▶ What is expected: Reproduce the entries from their very first line through the line holding "x=302 y=232", both ends included, and omit the pictures.
**** Given entries
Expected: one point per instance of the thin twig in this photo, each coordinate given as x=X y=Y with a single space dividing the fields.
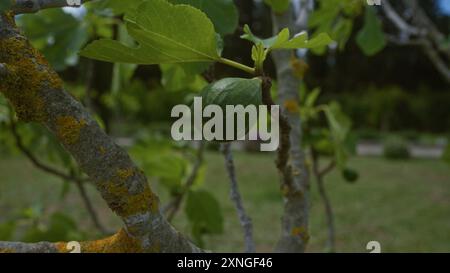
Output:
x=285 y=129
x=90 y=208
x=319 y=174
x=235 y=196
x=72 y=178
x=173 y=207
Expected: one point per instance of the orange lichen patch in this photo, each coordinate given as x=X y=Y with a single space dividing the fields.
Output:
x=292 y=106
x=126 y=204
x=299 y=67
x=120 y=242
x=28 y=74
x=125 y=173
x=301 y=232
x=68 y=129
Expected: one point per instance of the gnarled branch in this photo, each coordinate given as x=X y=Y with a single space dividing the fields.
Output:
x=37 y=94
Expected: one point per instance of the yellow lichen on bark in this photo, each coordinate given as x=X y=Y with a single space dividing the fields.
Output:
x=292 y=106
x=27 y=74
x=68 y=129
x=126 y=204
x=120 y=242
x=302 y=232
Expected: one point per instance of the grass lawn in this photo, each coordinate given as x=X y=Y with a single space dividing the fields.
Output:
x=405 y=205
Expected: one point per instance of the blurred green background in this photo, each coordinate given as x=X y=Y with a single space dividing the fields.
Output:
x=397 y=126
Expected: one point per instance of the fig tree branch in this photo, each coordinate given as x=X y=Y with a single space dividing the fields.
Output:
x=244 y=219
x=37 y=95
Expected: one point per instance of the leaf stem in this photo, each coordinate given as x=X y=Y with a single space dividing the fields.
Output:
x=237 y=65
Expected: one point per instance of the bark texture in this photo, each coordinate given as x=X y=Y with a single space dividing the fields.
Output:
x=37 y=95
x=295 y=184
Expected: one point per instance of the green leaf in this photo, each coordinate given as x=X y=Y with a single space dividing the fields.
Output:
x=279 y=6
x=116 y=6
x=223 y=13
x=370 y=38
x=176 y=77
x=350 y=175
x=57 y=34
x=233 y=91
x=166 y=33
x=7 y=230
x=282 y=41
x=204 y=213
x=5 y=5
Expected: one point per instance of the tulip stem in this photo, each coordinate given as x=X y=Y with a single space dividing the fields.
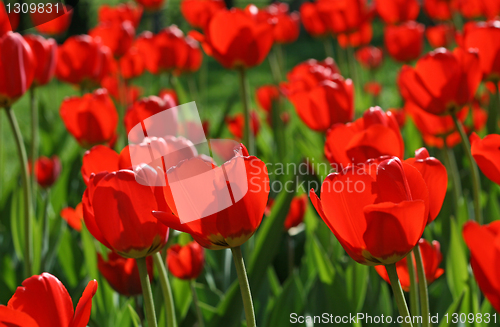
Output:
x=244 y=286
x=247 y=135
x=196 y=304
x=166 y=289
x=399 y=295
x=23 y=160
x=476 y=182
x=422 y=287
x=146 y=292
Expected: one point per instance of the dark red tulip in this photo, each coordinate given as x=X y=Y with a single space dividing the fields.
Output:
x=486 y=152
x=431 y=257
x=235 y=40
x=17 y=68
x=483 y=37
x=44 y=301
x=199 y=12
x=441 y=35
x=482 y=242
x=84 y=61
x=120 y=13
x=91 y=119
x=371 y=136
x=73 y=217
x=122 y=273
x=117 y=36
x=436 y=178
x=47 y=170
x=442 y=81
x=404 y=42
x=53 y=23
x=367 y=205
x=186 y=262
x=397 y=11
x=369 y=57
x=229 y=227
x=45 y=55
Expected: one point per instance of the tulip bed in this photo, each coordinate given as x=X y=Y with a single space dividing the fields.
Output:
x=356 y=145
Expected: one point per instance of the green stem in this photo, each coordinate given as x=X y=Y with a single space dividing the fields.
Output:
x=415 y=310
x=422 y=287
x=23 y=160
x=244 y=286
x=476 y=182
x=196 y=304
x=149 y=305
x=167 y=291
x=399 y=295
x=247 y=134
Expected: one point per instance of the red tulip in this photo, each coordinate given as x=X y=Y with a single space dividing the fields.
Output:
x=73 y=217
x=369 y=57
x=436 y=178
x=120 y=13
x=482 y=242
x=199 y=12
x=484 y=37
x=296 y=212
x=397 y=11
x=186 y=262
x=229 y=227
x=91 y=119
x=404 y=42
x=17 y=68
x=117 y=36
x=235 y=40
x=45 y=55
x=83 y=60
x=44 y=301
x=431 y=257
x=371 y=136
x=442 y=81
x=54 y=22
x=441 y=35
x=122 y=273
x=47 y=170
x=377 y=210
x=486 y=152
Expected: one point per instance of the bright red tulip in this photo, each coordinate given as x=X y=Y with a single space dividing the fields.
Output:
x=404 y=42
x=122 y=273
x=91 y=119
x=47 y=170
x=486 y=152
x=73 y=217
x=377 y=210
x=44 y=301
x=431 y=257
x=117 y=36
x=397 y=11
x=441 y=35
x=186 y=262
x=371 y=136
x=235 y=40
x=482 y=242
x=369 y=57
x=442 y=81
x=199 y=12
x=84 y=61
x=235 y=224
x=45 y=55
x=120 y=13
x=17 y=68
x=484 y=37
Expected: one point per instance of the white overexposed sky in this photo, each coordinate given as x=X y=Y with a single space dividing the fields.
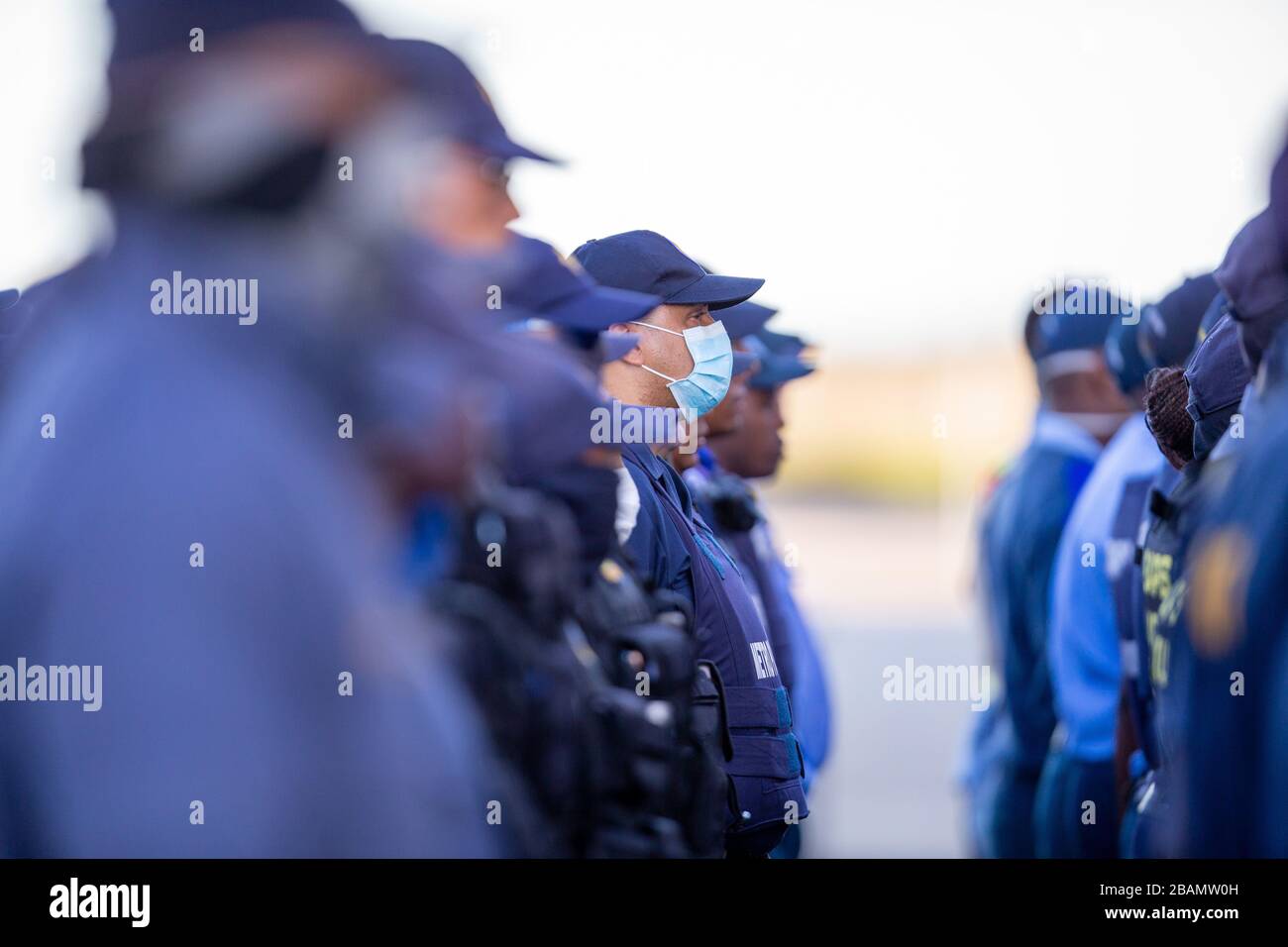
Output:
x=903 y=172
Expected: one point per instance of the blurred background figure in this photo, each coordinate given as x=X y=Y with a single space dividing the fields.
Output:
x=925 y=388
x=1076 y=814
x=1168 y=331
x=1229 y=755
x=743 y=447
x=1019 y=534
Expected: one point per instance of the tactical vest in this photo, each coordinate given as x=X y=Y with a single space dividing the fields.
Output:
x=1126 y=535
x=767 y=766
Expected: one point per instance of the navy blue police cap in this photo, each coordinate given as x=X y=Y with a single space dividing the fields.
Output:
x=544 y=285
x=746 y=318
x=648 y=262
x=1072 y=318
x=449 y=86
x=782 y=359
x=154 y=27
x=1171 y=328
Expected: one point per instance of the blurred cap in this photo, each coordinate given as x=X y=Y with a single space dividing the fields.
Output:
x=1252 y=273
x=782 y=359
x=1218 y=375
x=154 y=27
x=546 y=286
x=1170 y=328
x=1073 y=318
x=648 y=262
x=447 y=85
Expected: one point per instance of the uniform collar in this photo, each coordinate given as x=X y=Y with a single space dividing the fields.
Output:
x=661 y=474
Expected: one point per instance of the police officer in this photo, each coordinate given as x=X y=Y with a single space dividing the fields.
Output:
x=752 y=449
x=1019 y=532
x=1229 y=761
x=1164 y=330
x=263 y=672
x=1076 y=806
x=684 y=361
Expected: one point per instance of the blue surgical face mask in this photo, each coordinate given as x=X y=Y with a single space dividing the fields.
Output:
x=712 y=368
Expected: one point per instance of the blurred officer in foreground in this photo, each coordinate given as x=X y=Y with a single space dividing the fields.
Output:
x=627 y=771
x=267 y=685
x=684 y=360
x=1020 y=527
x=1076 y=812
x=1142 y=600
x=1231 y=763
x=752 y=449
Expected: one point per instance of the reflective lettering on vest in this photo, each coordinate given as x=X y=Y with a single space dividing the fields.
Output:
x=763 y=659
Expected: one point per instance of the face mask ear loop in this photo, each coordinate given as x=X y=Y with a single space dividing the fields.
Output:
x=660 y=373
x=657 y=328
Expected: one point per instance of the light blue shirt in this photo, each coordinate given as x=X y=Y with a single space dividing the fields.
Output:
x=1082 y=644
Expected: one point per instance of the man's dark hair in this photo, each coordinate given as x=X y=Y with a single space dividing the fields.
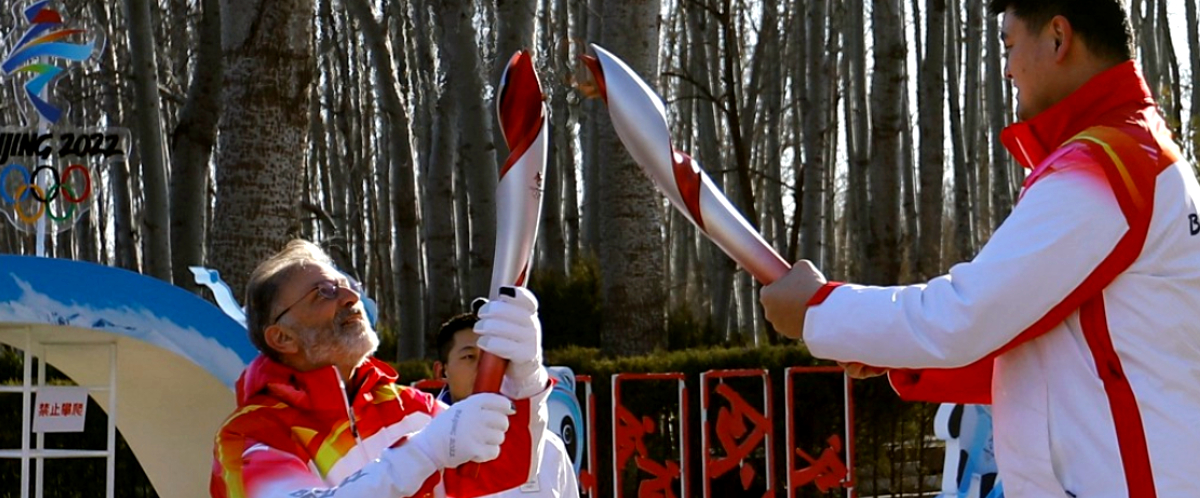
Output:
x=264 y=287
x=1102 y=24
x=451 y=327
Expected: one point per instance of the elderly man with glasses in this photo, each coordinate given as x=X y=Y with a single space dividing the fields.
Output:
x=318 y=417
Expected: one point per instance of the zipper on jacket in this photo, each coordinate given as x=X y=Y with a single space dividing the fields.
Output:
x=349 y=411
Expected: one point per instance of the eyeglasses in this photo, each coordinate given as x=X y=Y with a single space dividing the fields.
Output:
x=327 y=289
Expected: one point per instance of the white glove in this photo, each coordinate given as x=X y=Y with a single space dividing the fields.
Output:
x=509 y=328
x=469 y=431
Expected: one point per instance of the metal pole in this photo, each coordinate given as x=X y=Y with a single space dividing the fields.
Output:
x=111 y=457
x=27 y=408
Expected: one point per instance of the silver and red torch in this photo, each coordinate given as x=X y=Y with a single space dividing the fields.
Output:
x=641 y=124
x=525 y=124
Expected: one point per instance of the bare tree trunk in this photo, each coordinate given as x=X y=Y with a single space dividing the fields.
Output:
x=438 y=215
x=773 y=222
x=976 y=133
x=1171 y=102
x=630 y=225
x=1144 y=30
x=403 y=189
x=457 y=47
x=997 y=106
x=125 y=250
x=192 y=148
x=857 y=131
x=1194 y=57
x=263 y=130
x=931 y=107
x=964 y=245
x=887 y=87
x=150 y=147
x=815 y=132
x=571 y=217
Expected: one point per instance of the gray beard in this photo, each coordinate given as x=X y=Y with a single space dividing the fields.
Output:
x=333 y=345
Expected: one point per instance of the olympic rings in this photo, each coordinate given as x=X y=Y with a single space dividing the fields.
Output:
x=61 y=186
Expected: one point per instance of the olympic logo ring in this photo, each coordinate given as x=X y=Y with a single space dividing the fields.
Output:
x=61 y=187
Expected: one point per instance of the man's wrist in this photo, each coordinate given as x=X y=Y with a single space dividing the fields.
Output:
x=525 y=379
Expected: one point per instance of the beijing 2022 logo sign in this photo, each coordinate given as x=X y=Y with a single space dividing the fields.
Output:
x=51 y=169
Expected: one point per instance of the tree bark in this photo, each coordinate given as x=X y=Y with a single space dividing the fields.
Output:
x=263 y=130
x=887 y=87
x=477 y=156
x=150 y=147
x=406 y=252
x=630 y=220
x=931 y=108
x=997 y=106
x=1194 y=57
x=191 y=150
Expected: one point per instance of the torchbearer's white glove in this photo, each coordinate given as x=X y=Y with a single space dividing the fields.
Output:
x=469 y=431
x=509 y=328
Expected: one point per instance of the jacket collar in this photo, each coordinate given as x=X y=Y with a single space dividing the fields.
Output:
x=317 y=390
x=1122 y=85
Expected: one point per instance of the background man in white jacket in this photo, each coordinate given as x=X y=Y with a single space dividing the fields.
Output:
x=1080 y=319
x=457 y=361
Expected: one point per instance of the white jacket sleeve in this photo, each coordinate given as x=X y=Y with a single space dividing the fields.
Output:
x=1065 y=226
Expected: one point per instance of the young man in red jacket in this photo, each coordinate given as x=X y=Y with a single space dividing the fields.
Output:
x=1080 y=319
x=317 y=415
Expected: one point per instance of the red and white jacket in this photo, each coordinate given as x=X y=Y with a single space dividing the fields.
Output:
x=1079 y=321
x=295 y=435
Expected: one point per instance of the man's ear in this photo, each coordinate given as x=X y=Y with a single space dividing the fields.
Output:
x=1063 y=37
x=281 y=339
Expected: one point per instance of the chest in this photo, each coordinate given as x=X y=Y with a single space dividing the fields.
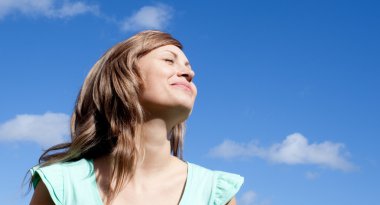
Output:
********
▶ The output:
Expected: one point per instance of the thin twig in this photo, each coordinate given as x=X y=Y with a single space dividing the fields.
Output:
x=285 y=129
x=90 y=208
x=319 y=174
x=235 y=196
x=72 y=178
x=173 y=207
Expected: one point per instance of the orange lichen patch in this photo, each coordinate given as x=X y=Y with a single space dividing the fields.
Output:
x=292 y=106
x=126 y=204
x=299 y=67
x=120 y=242
x=28 y=74
x=125 y=173
x=301 y=232
x=68 y=129
Expected: one point per instance of the gnarled branch in this photo, each coordinate given as x=X y=Y with a single space dividing the fields.
Output:
x=37 y=94
Expected: one point per instance of the yellow lichen on bark in this photo, each coordinate given as x=X y=Y with a single space dividing the fields.
Output:
x=292 y=106
x=27 y=74
x=68 y=129
x=126 y=204
x=120 y=242
x=302 y=232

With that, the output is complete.